*Given passage*
Segment Open
Why You Might Have Sleeping Issues
Sleep deprivation is a common modern-day disease that inflicts millions of people across the US (30-40 percent of Americans). People who do not get 7-9 hours of sleep every night will experience mental and physical side effects, such as impaired decision making, fatigue, exhaustion, depression and even weight gain. If you are one of the many people who suffer from chronic insomnia, these are the most common reasons that may be behind it:
There are several medical problems that lead to insomnia, and may be causing you to have sleepless nights:
- Phycological problems: anxiety disorders, depression, bipolar disorder, or psychotic disorders
- Physical problems: chronic fatigue syndrome, acid-reflux disease (GERD), sleep apnea, hyperthyroidism, chronic fatigue syndrome, chronic pain and more.
- Hormonal imbalance
There are several groups of medications that may cause you to suffer from insomnia, such as: statins, corticosteroids, SSRI antidepressants, ARBs (angiotensin II-receptor blockers), alpha blockers, beta blockers, glucosamine/chondroitin, second generation (non-sedating) H1 agonists, cholinesterase inhibitors, ACE inhibitors.
We live in a high-stimulus environment in the 21st century, and several environmental factors can lead to sleep problems:
- Light emitted from phones, screens and electronic devices
- Too much stimulants before bedtime (TV, exercise, heavy meals) and poor sleeping habits
What Can You Do About It?
If you and your doctor have ruled out medical conditions that may be the cause of your insomnia, you can treat the condition yourself in one of the following ways:
Adhere to regular bedtime – go to sleep and wake at the same time every night and day.
Segment Closed
*Supplied entries*
Segment Open
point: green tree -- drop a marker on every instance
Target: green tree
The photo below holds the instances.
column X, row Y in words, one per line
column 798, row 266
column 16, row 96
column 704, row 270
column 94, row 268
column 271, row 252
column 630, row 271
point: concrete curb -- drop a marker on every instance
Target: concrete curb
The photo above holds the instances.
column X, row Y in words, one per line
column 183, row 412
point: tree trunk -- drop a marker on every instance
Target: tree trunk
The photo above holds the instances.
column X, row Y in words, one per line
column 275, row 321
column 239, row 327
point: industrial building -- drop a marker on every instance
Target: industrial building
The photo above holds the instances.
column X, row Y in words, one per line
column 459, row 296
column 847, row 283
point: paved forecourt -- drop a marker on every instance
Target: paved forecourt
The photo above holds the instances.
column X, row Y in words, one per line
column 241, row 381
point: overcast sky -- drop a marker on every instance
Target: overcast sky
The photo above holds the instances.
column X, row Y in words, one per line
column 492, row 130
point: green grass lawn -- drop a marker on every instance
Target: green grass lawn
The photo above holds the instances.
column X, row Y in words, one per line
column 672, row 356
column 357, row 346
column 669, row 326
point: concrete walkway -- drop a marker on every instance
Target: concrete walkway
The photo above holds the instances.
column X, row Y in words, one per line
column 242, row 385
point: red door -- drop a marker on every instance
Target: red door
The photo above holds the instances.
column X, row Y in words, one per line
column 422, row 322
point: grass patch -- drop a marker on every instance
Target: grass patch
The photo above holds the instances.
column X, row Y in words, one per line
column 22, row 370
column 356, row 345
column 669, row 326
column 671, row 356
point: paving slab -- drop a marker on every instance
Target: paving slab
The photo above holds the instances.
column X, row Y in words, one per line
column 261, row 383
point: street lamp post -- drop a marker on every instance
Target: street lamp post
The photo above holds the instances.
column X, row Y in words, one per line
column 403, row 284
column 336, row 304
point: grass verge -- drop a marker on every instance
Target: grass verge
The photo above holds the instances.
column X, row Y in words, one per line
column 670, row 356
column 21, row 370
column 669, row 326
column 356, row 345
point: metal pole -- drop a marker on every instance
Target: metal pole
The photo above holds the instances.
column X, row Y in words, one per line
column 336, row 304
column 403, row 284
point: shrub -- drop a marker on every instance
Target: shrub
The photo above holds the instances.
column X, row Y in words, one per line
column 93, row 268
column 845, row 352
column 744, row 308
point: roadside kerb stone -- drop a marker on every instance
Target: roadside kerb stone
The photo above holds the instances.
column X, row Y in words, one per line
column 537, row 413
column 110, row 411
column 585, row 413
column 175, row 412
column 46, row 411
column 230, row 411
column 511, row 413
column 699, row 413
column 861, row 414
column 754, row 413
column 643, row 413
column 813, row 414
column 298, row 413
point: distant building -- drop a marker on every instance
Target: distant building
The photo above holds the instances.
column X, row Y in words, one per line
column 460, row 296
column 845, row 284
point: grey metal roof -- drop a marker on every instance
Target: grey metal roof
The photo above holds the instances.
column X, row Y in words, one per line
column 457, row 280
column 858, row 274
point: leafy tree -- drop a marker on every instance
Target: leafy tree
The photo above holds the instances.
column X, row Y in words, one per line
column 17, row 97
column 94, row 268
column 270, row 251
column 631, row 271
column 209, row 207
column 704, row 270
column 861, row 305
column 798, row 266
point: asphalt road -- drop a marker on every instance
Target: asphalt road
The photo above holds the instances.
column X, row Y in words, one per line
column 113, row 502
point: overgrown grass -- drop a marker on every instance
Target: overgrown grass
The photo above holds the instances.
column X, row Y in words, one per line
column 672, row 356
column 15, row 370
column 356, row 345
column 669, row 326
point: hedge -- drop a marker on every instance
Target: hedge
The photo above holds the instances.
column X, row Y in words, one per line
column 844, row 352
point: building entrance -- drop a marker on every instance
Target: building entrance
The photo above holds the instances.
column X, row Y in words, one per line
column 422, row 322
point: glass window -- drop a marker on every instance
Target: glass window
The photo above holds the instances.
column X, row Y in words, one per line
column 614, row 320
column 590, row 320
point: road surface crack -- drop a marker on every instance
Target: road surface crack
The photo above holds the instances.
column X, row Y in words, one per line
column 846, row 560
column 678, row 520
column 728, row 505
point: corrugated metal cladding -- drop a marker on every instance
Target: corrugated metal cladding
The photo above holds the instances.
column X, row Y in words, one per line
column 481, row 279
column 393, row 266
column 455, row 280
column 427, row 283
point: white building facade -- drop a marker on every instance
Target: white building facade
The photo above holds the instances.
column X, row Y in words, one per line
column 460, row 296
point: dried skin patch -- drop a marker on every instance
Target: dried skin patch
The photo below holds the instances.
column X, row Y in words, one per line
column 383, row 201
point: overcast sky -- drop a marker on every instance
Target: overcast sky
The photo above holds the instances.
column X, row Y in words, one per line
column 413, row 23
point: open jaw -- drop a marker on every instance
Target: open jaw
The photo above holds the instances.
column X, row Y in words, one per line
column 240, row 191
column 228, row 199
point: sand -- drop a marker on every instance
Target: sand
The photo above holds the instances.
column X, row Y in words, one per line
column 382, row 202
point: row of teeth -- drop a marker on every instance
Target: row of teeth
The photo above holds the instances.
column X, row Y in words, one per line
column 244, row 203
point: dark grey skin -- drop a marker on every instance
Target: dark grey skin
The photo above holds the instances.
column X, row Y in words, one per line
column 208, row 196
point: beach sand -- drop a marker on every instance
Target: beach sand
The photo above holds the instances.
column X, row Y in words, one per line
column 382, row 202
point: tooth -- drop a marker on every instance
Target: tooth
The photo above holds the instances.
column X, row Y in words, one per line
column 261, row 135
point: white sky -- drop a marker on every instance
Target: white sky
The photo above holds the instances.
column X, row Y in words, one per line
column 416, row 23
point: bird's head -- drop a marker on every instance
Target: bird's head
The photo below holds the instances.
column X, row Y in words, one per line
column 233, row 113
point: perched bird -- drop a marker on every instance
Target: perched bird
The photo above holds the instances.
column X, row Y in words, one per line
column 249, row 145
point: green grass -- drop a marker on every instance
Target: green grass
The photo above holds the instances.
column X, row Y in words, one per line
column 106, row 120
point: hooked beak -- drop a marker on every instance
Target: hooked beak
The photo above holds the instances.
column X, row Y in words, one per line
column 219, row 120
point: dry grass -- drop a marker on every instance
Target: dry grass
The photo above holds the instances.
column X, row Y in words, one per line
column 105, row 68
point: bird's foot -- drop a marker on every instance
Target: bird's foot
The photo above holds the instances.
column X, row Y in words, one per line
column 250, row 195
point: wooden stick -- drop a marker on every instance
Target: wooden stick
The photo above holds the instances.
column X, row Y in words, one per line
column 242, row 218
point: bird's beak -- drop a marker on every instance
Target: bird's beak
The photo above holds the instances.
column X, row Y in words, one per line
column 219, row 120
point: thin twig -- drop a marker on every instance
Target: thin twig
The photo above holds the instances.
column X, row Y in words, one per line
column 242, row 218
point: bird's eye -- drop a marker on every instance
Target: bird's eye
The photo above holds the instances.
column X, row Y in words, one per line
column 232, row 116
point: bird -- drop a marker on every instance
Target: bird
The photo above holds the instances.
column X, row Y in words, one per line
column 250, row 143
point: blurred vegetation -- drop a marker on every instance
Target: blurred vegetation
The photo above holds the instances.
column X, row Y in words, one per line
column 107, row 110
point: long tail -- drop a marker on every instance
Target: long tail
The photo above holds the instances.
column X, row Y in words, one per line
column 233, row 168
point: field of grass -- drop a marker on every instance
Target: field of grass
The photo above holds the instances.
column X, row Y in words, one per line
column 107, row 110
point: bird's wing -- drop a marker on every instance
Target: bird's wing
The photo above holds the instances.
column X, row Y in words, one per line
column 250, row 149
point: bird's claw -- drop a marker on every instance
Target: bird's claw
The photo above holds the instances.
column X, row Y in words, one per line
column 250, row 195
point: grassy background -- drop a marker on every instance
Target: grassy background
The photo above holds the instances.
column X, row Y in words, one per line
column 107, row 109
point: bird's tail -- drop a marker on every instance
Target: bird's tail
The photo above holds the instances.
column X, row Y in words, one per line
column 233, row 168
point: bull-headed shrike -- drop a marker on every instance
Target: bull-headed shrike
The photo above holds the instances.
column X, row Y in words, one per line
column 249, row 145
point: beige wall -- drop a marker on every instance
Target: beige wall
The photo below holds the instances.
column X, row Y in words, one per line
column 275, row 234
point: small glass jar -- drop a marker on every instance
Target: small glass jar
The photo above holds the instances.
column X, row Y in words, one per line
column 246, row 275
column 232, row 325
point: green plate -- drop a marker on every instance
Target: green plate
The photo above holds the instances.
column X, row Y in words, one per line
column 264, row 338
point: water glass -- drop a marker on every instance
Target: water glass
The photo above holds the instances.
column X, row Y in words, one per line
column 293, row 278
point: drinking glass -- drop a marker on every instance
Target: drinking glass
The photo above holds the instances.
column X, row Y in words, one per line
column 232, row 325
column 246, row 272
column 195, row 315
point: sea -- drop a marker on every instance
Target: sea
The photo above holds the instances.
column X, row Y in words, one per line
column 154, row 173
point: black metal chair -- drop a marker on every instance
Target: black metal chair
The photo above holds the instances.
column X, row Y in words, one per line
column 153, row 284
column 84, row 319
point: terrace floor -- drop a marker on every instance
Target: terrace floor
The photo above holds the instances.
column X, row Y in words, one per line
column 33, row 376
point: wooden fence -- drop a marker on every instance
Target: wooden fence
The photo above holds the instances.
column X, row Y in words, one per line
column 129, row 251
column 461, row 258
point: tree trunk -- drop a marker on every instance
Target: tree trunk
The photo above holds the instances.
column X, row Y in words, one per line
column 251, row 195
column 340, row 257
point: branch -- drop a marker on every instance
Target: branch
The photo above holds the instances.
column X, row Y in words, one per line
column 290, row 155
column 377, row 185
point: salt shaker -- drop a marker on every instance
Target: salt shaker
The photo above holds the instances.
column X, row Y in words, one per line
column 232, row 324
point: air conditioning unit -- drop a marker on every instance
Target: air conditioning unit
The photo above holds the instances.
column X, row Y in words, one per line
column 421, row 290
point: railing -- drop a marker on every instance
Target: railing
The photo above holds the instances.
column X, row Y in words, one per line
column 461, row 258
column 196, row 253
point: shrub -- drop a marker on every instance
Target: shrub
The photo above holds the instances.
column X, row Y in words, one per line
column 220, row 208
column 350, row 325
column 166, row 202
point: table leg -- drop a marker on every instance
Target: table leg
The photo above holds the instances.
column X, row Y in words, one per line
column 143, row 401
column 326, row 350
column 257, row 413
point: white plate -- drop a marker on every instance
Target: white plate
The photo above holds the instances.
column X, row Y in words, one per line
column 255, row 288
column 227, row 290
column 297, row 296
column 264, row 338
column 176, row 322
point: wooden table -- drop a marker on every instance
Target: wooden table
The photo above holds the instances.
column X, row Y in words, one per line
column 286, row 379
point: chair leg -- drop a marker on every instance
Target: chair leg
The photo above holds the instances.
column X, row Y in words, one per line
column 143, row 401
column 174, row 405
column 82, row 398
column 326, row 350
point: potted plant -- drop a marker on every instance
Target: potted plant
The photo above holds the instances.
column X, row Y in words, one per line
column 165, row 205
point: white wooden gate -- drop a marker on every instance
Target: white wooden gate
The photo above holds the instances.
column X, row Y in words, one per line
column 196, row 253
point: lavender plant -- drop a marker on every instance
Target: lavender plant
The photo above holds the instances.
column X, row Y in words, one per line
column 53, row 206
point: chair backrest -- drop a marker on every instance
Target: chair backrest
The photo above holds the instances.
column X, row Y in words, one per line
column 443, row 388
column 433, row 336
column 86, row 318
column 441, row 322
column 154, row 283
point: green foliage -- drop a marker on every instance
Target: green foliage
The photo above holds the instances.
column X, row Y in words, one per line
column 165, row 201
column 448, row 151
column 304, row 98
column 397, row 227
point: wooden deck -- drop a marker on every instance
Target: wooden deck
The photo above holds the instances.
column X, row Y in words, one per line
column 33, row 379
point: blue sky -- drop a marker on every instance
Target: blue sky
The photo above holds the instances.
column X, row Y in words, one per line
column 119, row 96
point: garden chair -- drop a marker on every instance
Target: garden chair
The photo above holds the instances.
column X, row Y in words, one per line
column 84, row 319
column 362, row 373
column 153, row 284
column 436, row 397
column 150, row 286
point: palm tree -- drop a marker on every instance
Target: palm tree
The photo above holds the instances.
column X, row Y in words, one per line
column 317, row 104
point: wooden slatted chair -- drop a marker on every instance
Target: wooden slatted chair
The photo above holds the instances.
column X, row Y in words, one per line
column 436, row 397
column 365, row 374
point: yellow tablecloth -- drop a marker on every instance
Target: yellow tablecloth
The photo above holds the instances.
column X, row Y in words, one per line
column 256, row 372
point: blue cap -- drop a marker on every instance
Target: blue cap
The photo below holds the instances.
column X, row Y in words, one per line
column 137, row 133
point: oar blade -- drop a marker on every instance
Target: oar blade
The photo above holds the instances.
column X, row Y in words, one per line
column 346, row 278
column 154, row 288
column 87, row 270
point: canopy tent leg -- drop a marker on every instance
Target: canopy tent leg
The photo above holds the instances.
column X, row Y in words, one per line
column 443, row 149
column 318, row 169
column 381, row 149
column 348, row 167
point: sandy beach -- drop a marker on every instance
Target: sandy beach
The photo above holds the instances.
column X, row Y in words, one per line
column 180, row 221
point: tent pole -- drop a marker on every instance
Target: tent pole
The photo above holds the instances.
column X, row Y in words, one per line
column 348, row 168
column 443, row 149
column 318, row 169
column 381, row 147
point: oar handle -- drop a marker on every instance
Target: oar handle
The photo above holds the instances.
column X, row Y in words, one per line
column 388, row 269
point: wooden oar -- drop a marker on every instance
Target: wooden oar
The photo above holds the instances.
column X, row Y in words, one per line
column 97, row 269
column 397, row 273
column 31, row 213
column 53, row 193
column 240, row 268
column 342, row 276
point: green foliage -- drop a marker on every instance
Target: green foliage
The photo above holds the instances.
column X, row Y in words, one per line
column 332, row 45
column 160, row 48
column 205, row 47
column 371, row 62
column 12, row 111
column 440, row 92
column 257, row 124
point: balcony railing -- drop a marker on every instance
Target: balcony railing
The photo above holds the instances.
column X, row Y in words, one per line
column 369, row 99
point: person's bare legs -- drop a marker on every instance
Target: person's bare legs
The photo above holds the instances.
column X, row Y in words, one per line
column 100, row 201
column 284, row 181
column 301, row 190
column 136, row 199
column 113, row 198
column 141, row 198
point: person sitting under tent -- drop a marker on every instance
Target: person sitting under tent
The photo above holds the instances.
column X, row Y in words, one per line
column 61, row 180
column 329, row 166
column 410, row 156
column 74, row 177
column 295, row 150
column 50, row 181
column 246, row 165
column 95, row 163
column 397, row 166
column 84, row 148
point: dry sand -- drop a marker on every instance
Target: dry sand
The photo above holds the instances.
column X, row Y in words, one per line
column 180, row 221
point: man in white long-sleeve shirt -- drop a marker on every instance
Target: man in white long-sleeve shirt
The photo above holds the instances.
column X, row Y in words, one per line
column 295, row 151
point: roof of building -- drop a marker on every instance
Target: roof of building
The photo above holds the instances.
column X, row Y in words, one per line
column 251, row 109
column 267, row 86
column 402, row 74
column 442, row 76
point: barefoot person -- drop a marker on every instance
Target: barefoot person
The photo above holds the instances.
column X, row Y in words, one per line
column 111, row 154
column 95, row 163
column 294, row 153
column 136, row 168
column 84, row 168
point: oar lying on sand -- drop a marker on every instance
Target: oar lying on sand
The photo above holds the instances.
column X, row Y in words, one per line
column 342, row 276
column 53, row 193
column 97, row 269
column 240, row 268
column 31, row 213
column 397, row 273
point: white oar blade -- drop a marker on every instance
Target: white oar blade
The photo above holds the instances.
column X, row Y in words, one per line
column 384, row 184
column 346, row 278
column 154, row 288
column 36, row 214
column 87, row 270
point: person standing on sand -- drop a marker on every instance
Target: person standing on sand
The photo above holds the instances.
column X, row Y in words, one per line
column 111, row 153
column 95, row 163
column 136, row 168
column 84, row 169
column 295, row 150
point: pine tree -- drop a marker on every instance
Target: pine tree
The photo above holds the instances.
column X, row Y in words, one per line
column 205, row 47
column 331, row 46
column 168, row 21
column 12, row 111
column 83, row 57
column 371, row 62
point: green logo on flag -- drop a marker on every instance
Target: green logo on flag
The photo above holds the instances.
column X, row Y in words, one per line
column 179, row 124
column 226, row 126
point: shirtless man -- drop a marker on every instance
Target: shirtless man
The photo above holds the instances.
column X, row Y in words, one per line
Segment Closed
*Parts of the exercise*
1: What share of Americans does the article on sleeping issues say is affected by sleep deprivation?
2: Please resume the article on sleeping issues from its last sentence.

*Answers by task*
1: 30-40 percent of Americans.

2:
Exercise on a regular basis – try to be physically active several times a week to balance out your body and help it be prepared for bedtime.
Meditate – if you suffer from anxiety and often feel stressed, meditation can do wonders to your insomnia and help you relax in a great way.
Do not eat before bedtime – big meals before bedtime could mean trouble, so try to avoid them for at least two hours before you go to sleep.
Make yourself a bedtime ritual – before you go to bed, make yourself a nightly ritual that will help your body and mind relax; take a warm shower, read a good book or a magazine and do whatever else that makes you feel calm.
Avoid screens – phone screens and other screens emit a light that messes up your body's cycle and prevents you from falling asleep. To make sure your brain realizes that it’s nighttime and that it needs to prepare for sleep, avoid any type of screen at least half an hour before you go to bed.
Take sleeping pills – many people today choose to take sleeping pills to help them have a good night's sleep and avoid insomnia. Sleeping pills that contain natural herb combinations, or natural hormones, such as Melatonin, help millions of people sleep better, and they can help you too.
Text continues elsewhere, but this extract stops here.